_Quoted passage_
══════
Scrapbook of landscapes and portraits of Aboriginal people returned to Australia

State Library of NSW 16 February 2012

NSW Arts Minister George Souris will unveil an extraordinary piece of Newcastle's colonial history in a special event at Newcastle Art Gallery on Monday 20 February.

A previously unknown album of drawings from 1818, including landscapes and portraits of Aboriginal people from the Newcastle region, recently purchased by the State Library of NSW, will be displayed at Newcastle Art Gallery from 20 to 26 February.

"This remarkable album is a vital piece of colonial history for Newcastle and Australia, and I commend the State Library of NSW for securing it for the nation after it was discovered in the back of a cupboard in Canada last year," says Minister Souris.

"The album has a strong link to the people of Newcastle and the local Indigenous communities, so it is wonderful that local residents have been given the first opportunity to view it at the Newcastle Art Gallery."
══════
_Job 1_
Translate the sentence from the news release that begins "NSW Arts Minister George Souris will unveil" into Spanish.
══════
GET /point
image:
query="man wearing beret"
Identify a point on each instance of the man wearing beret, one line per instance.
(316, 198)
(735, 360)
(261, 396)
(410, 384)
══════
_Job 2_
Please reproduce every line of the records above, requests included, shifting each point coordinate in the answers by -94.

_Complete output 1_
El ministro de Artes de Nueva Gales del Sur, George Souris, presentará una extraordinaria pieza de la historia colonial de Newcastle en un acto especial en la Newcastle Art Gallery el lunes 20 de febrero.

_Complete output 2_
GET /point
image:
query="man wearing beret"
Identify a point on each instance of the man wearing beret, one line per instance.
(222, 104)
(641, 266)
(167, 302)
(316, 290)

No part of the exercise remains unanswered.